SELECTION start

The “approximate” there is because this is an approximation. V_{eff}(r) is in truth equal to the thing on the right-hand-side there plus something that isn’t (usually) zero, but that is small.

I am sorry beyond my ability to describe that I didn’t make that ‘m’ and ‘m2‘ consistent last week. That’s all right. One of these is going to disappear right away.

Now, what V_{eff}(a) is? Well, that’s whatever you get from putting in ‘a’ wherever you start out seeing ‘r’ in the expression for V_{eff}(r) . I’m not going to bother with that. Call it math, fine, but that’s just a search-and-replace on the character ‘r’. Also, where I’m going next, it’s going to disappear, never to be seen again, so who cares? What’s important is that this is a constant number. If ‘r’ changes, the value of V_{eff}(a) does not, because ‘r’ doesn’t appear anywhere in V_{eff}(a) .

How about ‘m’? That’s the value of the first derivative of ‘Veff‘ with respect to ‘r’, evaluated when ‘r’ is equal to ‘a’. That might be something. It’s not, because of what ‘a’ is. It’s the value of ‘r’ which would make \frac{dV_{eff}}{dr}(r) equal to zero. That’s why ‘a’ has that value instead of some other, any other.

So we’ll have a constant part ‘Veff(a)’, plus a zero part, plus a part that’s a parabola. This is normal, by the way, when we do expansions around an equilibrium. At least it’s common. Good to see it. To find ‘m2‘ we have to take the second derivative of ‘Veff(r)’ and then evaluate it when ‘r’ is equal to ‘a’ and ugh but here it is.

\frac{d^2V_{eff}}{dr^2}(r) = n (n - 1) C r^{n - 2} + 3\cdot\frac{L^2}{m}r^{-4}

And at the point of approximation, where ‘r’ is equal to ‘a’, it’ll be:

m_2 = \frac{d^2V_{eff}}{dr^2}(a) = n (n - 1) C a^{n - 2} + 3\cdot\frac{L^2}{m}a^{-4}

We know exactly what ‘a’ is so we could write that out in a nice big expression. You don’t want to. I don’t want to. It’s a bit of a mess. I mean, it’s not hard, but it has a lot of symbols in it and oh all right. Here. Look fast because I’m going to get rid of that as soon as I can.

m_2 = \frac{d^2V_{eff}}{dr^2}(a) = n (n - 1) C \left(\frac{L^2}{n C m}\right)^{n - 2} + 3\cdot\frac{L^2}{m}\left(\frac{L^2}{n C m}\right)^{-4}

For the values of ‘n’ that we actually care about because they turn up in real actual physics problems this expression simplifies some. Enough, anyway. If we pretend we know nothing about ‘n’ besides that it is a number bigger than -2 then … ugh. We don’t have a lot that can clean it up.

SELECTION end

**WORK TO DO**
[1] Write out the passage on the effective potential word for word, starting with "And at the point" and going on through "soon as I can.".
[2] In the passage on the effective potential, what three parts make up the expansion around 'a'?

DATA start

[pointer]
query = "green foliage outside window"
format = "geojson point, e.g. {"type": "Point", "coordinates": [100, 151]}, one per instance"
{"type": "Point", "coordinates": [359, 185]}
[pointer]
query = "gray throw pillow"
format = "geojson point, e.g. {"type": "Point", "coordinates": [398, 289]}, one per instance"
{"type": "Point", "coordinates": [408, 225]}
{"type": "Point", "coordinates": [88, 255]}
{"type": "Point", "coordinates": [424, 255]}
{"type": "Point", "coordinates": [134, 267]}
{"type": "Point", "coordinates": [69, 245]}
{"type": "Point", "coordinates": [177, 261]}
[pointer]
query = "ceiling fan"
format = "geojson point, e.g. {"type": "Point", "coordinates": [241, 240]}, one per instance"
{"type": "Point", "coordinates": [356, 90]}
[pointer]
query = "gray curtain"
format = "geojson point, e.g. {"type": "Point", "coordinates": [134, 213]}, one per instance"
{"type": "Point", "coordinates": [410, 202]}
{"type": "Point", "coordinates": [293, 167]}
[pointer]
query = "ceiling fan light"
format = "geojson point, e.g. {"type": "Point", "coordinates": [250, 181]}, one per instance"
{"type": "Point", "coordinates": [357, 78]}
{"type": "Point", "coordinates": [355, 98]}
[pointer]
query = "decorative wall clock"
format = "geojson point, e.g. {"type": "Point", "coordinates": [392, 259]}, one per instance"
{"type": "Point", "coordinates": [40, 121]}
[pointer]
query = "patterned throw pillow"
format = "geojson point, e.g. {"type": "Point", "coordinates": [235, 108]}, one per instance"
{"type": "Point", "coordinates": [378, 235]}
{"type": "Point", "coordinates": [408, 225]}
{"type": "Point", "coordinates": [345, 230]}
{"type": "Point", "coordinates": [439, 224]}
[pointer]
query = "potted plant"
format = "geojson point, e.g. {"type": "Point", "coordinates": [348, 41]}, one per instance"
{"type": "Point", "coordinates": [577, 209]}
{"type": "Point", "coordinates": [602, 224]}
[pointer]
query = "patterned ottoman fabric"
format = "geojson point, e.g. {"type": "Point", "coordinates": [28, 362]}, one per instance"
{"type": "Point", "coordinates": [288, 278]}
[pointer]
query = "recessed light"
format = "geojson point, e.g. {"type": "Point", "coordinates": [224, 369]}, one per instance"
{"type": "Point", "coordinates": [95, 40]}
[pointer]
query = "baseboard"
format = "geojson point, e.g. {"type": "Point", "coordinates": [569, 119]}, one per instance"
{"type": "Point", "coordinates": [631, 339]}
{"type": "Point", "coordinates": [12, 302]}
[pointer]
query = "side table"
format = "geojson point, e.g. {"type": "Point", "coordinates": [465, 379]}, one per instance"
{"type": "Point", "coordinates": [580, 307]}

DATA end

**RESPONSES IN ORDER**
[1]
And at the point of approximation, where ‘r’ is equal to ‘a’, it’ll be:

m_2 = \frac{d^2V_{eff}}{dr^2}(a) = n (n - 1) C a^{n - 2} + 3\cdot\frac{L^2}{m}a^{-4}

We know exactly what ‘a’ is so we could write that out in a nice big expression. You don’t want to. I don’t want to. It’s a bit of a mess. I mean, it’s not hard, but it has a lot of symbols in it and oh all right. Here. Look fast because I’m going to get rid of that as soon as I can.

[2] A constant part 'Veff(a)', a zero part, and a part that is a parabola.